» PASSAGE
We first started camping in the Beaverkill in the summer of 1930. I recall vividly our first approach to the valley from the Beaverkill Road and the beautiful vista which opened up before our eyes!! My father was introducing us to camp life and we fell in love with it immediately, so he had a tent specially built to ensure our comfort, rain or shine.

We occupied what was then Campsite #6, on the river, just over the bridge and past the springhouse on the right side of the road. Our perishable food was refrigerated in the run-off from the spring into the river from under the road. The outhouses were up a steep hill behind the campsites (a little scary at night).

We spent many happy hours fishing, swimming, walking and enjoying campfire gatherings with lots of toasting and singing.

My father’s early death put an end to all this for several years, but my mother, brother and I managed to get to Beaverkill somehow.

Data drawn from a collection:
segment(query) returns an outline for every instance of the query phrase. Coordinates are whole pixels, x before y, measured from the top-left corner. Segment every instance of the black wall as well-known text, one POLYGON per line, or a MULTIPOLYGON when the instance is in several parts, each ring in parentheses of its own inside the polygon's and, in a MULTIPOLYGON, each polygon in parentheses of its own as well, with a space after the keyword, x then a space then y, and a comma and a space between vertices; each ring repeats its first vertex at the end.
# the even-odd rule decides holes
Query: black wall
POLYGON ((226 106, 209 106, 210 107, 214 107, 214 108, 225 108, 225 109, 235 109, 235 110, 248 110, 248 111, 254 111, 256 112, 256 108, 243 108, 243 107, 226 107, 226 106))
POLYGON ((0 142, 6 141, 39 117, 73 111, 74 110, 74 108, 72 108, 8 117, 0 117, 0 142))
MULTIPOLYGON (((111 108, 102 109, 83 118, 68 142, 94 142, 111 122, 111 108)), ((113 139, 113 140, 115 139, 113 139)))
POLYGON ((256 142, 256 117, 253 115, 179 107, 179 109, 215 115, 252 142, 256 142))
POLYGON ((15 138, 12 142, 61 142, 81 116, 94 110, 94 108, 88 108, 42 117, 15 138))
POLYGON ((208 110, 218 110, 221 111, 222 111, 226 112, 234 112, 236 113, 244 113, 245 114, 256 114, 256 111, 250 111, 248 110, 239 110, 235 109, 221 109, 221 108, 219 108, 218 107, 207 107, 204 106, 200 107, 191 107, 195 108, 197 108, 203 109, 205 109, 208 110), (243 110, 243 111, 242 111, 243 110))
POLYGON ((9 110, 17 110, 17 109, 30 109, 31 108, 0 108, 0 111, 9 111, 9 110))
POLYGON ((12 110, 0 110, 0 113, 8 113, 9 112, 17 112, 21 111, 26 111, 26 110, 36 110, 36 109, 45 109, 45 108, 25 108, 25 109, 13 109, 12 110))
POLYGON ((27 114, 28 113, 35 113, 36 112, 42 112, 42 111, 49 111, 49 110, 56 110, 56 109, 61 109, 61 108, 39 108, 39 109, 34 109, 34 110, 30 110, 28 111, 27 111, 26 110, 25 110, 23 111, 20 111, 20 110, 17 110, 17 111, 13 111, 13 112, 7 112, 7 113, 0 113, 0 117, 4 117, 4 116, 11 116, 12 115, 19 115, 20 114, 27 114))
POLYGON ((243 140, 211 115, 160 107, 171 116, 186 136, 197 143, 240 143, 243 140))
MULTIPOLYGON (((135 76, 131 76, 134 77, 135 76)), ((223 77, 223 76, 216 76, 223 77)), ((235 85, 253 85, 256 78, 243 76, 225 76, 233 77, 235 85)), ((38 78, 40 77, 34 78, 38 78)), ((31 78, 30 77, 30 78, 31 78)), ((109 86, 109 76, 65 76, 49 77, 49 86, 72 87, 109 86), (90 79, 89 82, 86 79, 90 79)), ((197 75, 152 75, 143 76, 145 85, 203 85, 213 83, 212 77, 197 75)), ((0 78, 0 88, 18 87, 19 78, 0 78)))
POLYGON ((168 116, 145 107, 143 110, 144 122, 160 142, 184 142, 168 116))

» ACTION ITEM
Reproduce the part of the Beaverkill camping recollection from "We occupied what" up to and including "scary at night).".

» EXERCISE RESULT
We occupied what was then Campsite #6, on the river, just over the bridge and past the springhouse on the right side of the road. Our perishable food was refrigerated in the run-off from the spring into the river from under the road. The outhouses were up a steep hill behind the campsites (a little scary at night).